Data records:
►

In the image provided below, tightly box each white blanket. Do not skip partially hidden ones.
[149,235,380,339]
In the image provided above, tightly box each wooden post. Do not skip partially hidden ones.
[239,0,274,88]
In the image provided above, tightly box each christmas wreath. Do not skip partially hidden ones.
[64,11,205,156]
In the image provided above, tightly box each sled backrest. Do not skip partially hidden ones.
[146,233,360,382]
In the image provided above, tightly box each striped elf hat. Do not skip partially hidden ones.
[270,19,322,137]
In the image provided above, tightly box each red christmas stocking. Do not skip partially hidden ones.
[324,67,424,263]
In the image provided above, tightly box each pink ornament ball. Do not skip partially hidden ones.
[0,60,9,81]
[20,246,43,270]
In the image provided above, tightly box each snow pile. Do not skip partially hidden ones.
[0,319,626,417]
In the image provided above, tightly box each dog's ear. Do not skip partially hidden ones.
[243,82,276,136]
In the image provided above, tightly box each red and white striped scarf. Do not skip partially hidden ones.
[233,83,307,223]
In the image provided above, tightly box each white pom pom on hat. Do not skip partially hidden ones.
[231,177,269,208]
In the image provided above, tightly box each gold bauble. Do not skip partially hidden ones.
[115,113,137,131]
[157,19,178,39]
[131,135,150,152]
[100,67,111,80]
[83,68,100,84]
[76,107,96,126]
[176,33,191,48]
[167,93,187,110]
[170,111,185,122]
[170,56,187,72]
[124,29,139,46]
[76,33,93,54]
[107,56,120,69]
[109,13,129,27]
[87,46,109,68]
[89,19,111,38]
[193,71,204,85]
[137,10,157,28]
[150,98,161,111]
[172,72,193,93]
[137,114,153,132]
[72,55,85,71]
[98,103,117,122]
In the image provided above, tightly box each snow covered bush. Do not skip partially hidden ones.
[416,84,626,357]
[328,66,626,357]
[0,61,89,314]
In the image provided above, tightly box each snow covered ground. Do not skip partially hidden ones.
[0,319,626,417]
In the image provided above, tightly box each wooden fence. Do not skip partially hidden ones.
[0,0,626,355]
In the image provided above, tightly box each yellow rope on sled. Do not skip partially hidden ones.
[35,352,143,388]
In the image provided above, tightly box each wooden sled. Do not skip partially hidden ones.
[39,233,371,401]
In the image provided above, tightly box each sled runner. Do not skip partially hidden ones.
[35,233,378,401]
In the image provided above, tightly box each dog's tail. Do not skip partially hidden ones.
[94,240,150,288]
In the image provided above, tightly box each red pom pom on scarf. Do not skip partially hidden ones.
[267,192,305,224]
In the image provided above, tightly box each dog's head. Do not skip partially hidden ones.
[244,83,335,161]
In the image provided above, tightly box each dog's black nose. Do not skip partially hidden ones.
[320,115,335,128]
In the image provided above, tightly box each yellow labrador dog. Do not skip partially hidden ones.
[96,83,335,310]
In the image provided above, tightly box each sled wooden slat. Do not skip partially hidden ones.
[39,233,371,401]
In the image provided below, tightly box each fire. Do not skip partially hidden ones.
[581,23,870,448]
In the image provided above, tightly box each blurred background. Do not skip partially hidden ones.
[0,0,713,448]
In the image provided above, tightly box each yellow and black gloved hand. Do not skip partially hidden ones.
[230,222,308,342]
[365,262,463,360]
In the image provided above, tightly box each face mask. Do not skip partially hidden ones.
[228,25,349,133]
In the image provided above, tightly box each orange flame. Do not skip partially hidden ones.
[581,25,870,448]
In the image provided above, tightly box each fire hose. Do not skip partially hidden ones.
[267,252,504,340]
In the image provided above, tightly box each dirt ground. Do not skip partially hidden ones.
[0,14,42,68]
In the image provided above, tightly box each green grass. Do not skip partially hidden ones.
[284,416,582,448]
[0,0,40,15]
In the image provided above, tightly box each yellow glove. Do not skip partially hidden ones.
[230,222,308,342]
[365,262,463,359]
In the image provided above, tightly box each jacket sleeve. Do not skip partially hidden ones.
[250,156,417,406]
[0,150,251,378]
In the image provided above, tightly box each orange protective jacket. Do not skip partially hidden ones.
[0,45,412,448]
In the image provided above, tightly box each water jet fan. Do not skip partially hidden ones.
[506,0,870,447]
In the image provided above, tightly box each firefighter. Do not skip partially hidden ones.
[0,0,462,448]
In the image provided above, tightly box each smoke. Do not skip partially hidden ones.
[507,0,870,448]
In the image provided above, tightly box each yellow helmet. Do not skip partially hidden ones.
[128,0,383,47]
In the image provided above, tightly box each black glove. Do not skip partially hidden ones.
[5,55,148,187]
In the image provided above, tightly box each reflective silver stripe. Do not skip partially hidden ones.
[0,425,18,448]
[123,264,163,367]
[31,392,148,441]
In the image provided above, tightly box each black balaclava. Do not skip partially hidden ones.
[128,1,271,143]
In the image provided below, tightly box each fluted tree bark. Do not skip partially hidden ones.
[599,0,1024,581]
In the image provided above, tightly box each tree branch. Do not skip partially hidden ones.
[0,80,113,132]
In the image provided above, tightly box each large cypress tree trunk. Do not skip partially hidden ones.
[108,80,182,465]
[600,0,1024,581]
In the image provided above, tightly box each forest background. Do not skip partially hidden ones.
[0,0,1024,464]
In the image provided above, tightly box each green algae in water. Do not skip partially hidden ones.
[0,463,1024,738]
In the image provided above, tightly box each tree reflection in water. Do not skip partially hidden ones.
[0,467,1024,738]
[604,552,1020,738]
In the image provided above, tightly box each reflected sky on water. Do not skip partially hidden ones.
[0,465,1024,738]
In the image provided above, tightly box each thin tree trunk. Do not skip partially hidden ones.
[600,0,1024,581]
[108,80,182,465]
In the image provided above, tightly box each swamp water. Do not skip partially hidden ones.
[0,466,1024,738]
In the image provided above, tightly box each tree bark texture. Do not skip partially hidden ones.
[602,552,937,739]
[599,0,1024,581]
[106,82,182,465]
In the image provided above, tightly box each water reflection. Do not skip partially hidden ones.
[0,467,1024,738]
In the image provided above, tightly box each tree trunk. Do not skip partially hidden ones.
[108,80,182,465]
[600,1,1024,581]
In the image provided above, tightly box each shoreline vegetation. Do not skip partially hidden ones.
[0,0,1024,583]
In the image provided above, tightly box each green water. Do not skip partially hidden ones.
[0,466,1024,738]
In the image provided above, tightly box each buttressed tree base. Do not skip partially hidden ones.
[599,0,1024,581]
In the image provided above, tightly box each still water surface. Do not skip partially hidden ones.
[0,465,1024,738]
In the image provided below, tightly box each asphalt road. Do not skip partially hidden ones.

◄
►

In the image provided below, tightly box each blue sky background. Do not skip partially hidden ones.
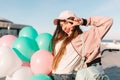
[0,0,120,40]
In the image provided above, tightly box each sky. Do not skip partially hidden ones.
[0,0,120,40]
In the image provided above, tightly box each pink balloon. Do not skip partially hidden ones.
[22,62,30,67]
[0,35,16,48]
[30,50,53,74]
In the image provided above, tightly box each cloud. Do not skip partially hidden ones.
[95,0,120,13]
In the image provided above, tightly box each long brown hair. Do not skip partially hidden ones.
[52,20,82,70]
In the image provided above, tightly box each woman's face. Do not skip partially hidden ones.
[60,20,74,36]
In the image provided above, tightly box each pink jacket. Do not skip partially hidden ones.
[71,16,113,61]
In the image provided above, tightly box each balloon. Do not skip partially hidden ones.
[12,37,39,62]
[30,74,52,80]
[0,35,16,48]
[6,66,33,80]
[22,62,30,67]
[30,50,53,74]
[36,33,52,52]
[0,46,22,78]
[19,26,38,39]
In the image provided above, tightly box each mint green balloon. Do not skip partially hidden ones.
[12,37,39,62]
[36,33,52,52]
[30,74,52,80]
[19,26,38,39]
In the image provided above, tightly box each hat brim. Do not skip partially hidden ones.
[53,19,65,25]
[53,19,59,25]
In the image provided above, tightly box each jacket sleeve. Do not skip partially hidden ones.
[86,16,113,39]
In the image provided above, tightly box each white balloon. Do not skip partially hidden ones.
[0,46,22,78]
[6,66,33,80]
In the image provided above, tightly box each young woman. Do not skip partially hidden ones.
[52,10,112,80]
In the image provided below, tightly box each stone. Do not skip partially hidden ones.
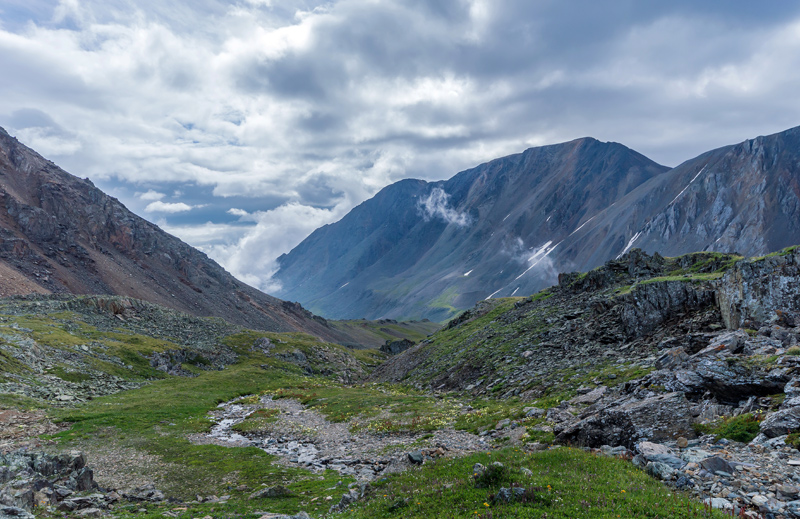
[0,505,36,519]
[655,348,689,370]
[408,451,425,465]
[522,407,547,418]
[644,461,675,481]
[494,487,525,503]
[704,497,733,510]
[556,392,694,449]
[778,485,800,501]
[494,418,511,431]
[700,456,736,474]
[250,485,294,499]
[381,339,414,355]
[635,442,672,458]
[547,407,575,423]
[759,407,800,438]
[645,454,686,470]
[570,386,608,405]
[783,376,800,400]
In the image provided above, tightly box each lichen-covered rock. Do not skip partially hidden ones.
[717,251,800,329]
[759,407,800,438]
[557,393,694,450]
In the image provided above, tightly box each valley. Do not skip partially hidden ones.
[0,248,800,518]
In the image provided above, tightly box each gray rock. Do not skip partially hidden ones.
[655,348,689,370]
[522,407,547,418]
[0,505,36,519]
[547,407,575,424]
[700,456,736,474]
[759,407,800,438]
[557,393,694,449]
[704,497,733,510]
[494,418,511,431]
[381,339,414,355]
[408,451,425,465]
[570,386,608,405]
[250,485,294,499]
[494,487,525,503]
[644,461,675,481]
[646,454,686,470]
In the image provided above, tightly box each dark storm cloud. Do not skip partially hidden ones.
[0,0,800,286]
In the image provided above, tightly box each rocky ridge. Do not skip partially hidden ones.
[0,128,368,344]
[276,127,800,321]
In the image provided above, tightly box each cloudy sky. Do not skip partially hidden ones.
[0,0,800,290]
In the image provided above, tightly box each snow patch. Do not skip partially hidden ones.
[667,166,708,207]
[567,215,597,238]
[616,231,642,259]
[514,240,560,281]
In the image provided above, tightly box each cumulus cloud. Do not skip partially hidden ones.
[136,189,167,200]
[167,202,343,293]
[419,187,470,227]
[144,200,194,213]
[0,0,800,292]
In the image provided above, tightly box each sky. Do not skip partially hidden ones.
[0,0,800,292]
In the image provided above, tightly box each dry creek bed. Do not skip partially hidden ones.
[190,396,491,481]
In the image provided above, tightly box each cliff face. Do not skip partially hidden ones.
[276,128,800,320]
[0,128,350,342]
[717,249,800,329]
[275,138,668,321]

◄

Rescale the rows starting at the line containing "In the image provided below, tightly box each white" and ending at the line containing "[64,11,205,156]", both included: reproduce each line, labeling requests included, but multiply every bounding-box coordinate by 2.45 and round to the nearest whole number, with halves rounded up. Return only those lines.

In the image provided below, tightly box each white blanket. Do not skip partially hidden ones.
[365,576,931,831]
In the image provided above, tightly box each wooden post. Do not skip partially hidden ones.
[586,0,671,216]
In the image provided above, tightly box each christmas wreath. Do not skip partially hidden ones.
[157,27,502,382]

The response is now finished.